WHAT THE TASK ASKS: List every produce item that the text about CARES Act food boxes names as part of the box.

Then the government stepped in. One of the things provided by the Coronavirus Aid, Relief and Economic Security (CARES) Act was to pay framers for their products.

“The CARES act did a lot of good things,” said Associate Pastor Thomas Bulger at Heart for the World Church in Las Cruces. “One of the things was they said, ‘we will buy these products from these dairy farms and farmers so they can at least get some money for their crops’ and then they established a new distribution chain, and the congressional appropriation pays for it.”

Heart for the World has stepped to the plate and taken on the role as a distribution point for some of the food. In fact, every Tuesday, semi-truck loads of produce boxes roll into the church parking lot on Valley Drive. The boxes are picked up by non-profit and church organizations from across southwest New Mexico for free distribution in area communities – Las Cruces, High Rolls, Cloudcroft, Deming, Lordsburg, Alamogordo, Silver City and others.

Bulger said they can order up to 4,800 boxes for the people of the area. Then on Wednesday, the church and other organizations distribute the food to anyone who can use 25 pounds of the seasonal produce.

“It’s a beautiful box of produce,” Bulger said. “Lettuce, oranges, onions, celery stalks, strawberries, lemons.”

The food is distributed through El Paso, and the system works on a simple text-message basis. Organizations interested in picking up and dispersing the produce can call the church at 575-523-1113 and will be put on a text-message system where they can ask for one or more boxes. Then, when the trucks leave El Paso, they get a text, and all they have to do is meet the trucks in the church parking lot to get loaded up and ready to go.

On any given distribution day, volunteers show up to do the loading and unloading work. This also happens on a simple text system, so anyone interested in helping can also call the church number and get a code for text messages.

DATASET:
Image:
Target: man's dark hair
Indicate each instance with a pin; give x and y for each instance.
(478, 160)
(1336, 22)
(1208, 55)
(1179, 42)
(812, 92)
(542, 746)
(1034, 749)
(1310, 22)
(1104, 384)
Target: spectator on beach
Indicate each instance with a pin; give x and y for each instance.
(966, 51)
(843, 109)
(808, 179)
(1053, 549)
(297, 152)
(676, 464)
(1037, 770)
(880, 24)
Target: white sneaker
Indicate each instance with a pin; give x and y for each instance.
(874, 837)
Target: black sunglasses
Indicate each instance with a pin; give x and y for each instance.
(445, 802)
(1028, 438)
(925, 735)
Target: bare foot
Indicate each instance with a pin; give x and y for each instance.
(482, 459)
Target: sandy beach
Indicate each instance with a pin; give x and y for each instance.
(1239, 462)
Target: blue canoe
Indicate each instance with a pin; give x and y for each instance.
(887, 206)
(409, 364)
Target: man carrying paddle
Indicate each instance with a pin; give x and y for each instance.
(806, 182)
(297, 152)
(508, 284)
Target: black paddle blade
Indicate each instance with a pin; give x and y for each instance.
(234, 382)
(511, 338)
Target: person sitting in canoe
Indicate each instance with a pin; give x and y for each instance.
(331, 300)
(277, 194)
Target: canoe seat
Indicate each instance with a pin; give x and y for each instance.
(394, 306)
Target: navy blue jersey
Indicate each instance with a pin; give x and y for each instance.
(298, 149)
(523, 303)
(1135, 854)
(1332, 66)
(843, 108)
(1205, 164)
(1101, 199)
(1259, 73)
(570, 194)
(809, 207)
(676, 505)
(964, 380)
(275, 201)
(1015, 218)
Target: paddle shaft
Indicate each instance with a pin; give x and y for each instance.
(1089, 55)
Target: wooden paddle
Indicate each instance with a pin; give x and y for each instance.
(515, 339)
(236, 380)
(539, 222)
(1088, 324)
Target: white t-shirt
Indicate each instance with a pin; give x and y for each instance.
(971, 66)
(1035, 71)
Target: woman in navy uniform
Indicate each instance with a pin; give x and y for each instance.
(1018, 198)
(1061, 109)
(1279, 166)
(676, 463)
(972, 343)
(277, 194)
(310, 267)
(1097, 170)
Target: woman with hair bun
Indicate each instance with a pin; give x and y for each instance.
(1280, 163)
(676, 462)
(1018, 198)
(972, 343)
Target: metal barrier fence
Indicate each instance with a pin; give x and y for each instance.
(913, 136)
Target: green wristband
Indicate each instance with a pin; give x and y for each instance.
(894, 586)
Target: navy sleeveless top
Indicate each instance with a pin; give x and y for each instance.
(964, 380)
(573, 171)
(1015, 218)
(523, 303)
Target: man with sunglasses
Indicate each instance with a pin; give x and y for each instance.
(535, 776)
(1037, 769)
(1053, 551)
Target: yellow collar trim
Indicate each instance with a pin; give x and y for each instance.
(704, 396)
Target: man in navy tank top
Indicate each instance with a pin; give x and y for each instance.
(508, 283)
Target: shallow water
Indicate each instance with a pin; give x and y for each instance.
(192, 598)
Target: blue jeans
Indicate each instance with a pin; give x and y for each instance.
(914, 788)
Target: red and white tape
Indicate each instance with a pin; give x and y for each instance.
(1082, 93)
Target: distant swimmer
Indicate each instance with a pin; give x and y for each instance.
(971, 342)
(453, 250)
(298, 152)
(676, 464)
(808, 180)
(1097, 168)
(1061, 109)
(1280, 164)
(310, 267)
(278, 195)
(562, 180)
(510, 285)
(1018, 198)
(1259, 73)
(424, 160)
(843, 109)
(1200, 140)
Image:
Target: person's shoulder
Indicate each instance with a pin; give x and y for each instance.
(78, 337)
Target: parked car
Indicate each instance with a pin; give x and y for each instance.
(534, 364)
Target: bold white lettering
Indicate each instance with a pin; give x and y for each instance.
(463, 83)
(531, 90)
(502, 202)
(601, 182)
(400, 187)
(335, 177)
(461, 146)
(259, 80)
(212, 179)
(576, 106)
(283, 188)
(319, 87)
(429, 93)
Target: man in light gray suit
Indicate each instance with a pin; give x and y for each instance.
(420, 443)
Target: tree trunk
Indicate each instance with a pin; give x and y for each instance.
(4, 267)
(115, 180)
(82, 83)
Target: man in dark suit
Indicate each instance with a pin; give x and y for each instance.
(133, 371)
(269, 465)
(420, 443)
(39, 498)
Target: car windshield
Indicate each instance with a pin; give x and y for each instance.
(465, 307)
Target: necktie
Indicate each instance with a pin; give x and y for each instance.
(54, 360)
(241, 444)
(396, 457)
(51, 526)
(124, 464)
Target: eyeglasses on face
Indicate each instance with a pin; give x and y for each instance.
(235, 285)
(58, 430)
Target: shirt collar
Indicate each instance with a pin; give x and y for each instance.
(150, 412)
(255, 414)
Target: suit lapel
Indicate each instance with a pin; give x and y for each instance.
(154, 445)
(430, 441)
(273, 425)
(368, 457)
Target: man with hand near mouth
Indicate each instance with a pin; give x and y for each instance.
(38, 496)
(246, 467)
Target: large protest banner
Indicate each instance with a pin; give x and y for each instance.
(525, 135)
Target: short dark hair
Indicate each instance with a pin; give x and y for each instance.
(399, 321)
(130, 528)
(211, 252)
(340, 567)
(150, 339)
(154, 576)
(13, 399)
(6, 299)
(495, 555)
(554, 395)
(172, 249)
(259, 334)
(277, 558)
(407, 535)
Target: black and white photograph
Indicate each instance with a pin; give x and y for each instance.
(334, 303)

FINAL ANSWER: Lettuce, oranges, onions, celery stalks, strawberries, lemons